Challenges:
1. In the forum post about the 40 hex riparium, what fills the floating breeding trap?
2. From the forum post about the 40 hex riparium, copy word for word the part that opens with the words containing "# 40 hex riparium" and closes with "floaters each time.".

Text extract:
+===+

# 40 hex riparium



## EdC (Mar 5, 2009)

I just put water in this one last Friday. Substrate is 4 lbs red Mexican clay, topped with 1/8" SafeTSorb, then on top of that aa 50/50 mix of MGO and SafeTSorb, and a red fluorite cap. Filter was precycled, and I soaked then dried the MGO once (took forever) and then did three 24 hour soaks, skimming out all the floaters each time.
Riparium baskets are shower caddies, except the one under the filter, which is a cholla round. I have 3 more to add. All but one have half rounds of cholla attached to the front, on which I will attach mosses and ferns. Other plants i have planned for planters include a prayer plant and some emersed crypts. The floating breeding trap is full of riccia, which I am using to help control the initial nutrient surge. I know the planters look to be all death and desolation, but the wandering Jew (purple and green plant) is rooting nicely, the impatiens clippings are putting out new leaves as the big ones die off, and some little shoots of emersed dwarf hairgrass are starting to spring up. 
A lot of the plants were floating until this weekend, as I haven't had a ton of time, but they are in now. The floating pennywort will remain floating I think. I had a ton more, but somehow lost the bag I had it in. I am worried I may have thrown it out by mistake. The marsilea needs to be pulled up, separated into plantlets and replanted. Have to pick up some tweezers for that job. So far the pellia (in the shell and the short cholla) is thriving, as are some of the moss patches. The crypts haven't melted yet, by some miracle, so that is good. I am hoping to get some background stem plants in soon. Hygros/water sprite/Egeria maybe. Has to be something that can tolerate some shade because of the planters.

+===+

Data lines:
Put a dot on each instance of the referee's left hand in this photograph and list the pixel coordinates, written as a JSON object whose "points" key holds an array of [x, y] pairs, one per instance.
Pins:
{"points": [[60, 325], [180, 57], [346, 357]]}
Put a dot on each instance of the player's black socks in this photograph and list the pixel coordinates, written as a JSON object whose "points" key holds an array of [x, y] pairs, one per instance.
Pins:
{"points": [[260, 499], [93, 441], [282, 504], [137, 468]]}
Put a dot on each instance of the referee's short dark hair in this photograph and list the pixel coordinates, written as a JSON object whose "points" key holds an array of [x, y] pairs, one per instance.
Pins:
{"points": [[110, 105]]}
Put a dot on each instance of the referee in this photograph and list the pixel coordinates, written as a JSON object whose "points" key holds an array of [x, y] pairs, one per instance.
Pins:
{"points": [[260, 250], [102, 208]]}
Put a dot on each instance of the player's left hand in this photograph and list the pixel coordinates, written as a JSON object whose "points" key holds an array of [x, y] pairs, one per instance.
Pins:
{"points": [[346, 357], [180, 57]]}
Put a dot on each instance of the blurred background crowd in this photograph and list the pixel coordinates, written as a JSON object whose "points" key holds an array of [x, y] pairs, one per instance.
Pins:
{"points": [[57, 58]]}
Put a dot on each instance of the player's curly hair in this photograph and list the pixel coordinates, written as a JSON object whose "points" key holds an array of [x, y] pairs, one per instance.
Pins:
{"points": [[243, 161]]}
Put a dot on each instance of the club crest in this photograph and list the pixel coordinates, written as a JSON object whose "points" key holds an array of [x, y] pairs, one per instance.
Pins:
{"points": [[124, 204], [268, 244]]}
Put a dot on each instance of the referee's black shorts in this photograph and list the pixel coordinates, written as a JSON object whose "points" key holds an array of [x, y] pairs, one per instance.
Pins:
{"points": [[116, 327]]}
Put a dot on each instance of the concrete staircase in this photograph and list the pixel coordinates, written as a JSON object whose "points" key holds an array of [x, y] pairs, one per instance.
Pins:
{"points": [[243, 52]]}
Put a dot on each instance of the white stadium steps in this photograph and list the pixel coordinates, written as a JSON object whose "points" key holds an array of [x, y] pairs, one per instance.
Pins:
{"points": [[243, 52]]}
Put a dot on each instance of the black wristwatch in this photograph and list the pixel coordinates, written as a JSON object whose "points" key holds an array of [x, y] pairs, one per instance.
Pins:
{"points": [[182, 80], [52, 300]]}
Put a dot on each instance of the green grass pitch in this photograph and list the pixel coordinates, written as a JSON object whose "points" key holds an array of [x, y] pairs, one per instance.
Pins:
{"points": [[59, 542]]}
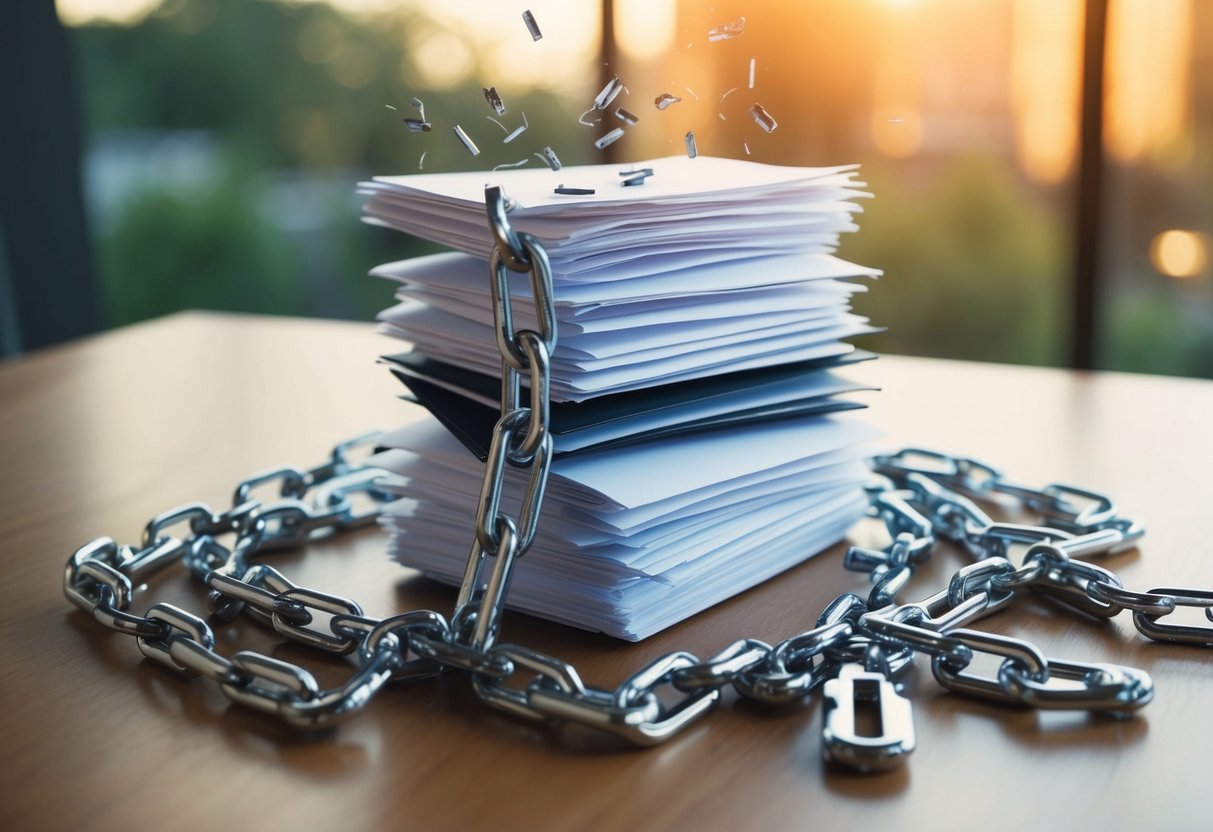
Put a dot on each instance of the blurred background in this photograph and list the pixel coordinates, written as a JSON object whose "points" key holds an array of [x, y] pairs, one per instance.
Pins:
{"points": [[220, 143]]}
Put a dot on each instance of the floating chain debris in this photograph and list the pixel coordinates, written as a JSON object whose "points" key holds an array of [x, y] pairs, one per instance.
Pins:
{"points": [[727, 30], [762, 118], [550, 158], [517, 132], [417, 125], [494, 100], [467, 141], [609, 92], [626, 117], [531, 26], [636, 177], [609, 138]]}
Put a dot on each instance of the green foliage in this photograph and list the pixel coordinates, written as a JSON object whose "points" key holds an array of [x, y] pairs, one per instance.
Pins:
{"points": [[1154, 335], [235, 70], [974, 265], [205, 249]]}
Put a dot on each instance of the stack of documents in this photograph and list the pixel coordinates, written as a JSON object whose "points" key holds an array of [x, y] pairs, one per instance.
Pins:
{"points": [[701, 322]]}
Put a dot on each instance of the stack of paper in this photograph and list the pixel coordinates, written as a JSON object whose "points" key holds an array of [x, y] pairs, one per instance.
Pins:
{"points": [[701, 318]]}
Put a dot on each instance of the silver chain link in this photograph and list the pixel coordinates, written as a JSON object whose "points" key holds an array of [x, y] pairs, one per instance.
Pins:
{"points": [[854, 651]]}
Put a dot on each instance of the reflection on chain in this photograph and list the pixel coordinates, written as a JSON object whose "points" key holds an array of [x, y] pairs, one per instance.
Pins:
{"points": [[854, 650]]}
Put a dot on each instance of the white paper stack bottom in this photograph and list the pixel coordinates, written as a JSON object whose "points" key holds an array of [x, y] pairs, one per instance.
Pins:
{"points": [[689, 466]]}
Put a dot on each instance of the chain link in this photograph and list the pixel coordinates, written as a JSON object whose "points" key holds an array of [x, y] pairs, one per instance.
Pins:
{"points": [[854, 651]]}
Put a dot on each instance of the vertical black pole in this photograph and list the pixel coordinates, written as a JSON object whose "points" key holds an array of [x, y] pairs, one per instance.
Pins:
{"points": [[609, 66], [1085, 331]]}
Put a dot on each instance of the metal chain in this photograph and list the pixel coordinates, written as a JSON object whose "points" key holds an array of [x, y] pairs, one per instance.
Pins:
{"points": [[853, 653]]}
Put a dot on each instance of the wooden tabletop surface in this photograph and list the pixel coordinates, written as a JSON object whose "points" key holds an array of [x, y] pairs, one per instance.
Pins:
{"points": [[101, 434]]}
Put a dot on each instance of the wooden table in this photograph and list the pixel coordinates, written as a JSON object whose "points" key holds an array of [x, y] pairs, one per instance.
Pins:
{"points": [[101, 434]]}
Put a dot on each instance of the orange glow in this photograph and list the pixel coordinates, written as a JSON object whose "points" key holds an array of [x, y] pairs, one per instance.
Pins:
{"points": [[1044, 85], [1179, 254], [1149, 53], [897, 132]]}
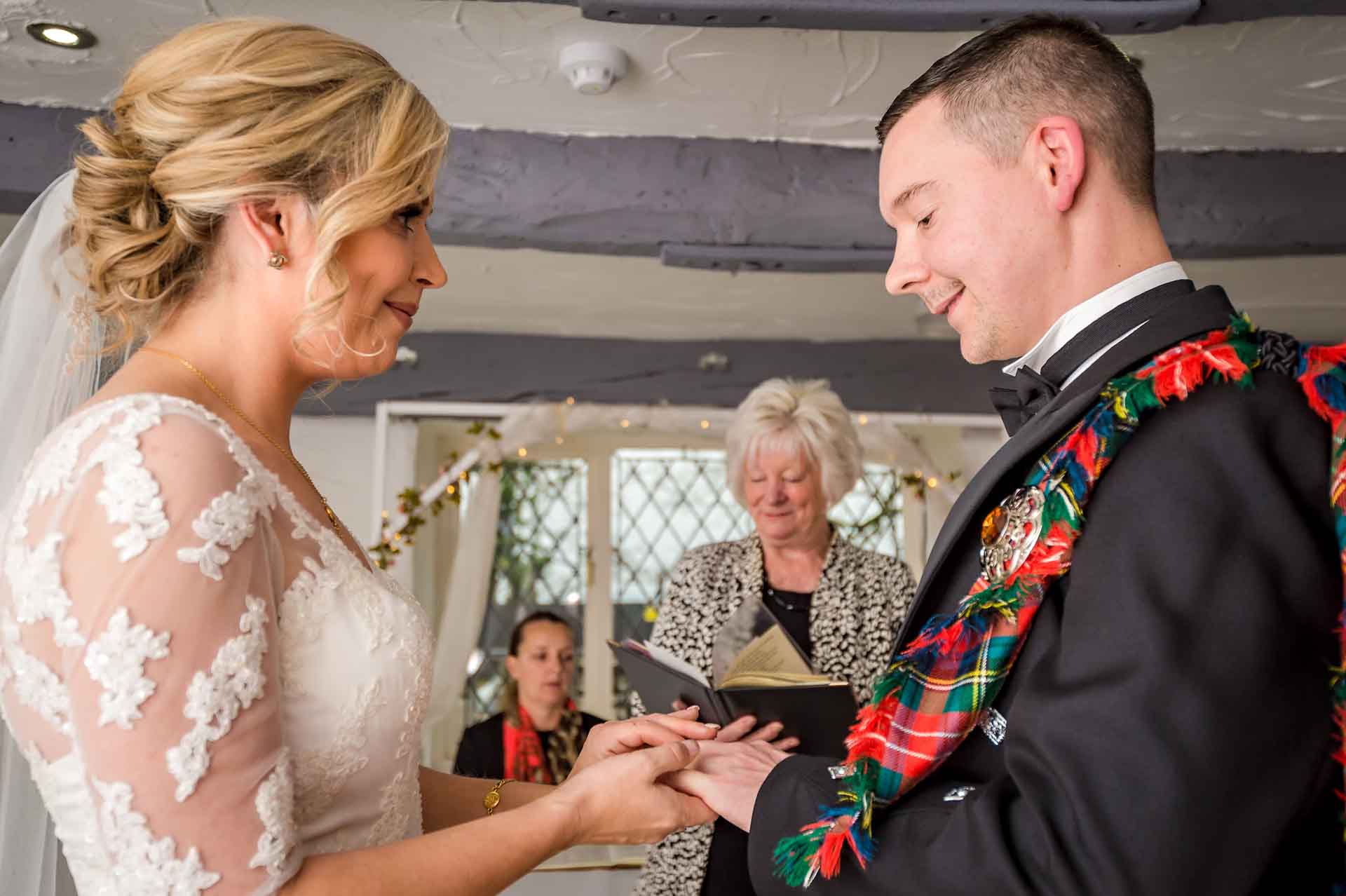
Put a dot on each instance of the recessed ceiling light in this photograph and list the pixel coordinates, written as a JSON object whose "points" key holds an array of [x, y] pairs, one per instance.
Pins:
{"points": [[61, 35]]}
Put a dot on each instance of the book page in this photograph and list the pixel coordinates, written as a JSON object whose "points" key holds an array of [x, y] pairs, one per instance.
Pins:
{"points": [[775, 680], [772, 651]]}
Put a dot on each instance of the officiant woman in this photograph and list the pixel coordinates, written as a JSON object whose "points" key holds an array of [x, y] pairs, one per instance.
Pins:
{"points": [[793, 452], [213, 684]]}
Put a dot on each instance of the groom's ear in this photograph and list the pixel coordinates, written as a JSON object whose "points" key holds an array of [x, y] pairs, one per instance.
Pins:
{"points": [[1057, 152]]}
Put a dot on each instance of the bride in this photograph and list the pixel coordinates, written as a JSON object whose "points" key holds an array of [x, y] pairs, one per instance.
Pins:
{"points": [[213, 686]]}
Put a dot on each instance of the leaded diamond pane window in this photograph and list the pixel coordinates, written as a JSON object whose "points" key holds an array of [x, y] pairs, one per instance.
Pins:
{"points": [[668, 501], [538, 564]]}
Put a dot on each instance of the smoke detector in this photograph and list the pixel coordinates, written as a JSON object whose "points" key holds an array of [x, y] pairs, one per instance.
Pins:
{"points": [[592, 67]]}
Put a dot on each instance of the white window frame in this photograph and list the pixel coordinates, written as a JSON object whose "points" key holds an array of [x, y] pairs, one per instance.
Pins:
{"points": [[595, 449]]}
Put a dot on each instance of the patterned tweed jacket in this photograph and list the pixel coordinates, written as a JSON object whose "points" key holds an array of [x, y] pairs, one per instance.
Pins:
{"points": [[854, 619]]}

+===+

List of solutions:
1. Riccia

2.
# 40 hex riparium



## EdC (Mar 5, 2009)

I just put water in this one last Friday. Substrate is 4 lbs red Mexican clay, topped with 1/8" SafeTSorb, then on top of that aa 50/50 mix of MGO and SafeTSorb, and a red fluorite cap. Filter was precycled, and I soaked then dried the MGO once (took forever) and then did three 24 hour soaks, skimming out all the floaters each time.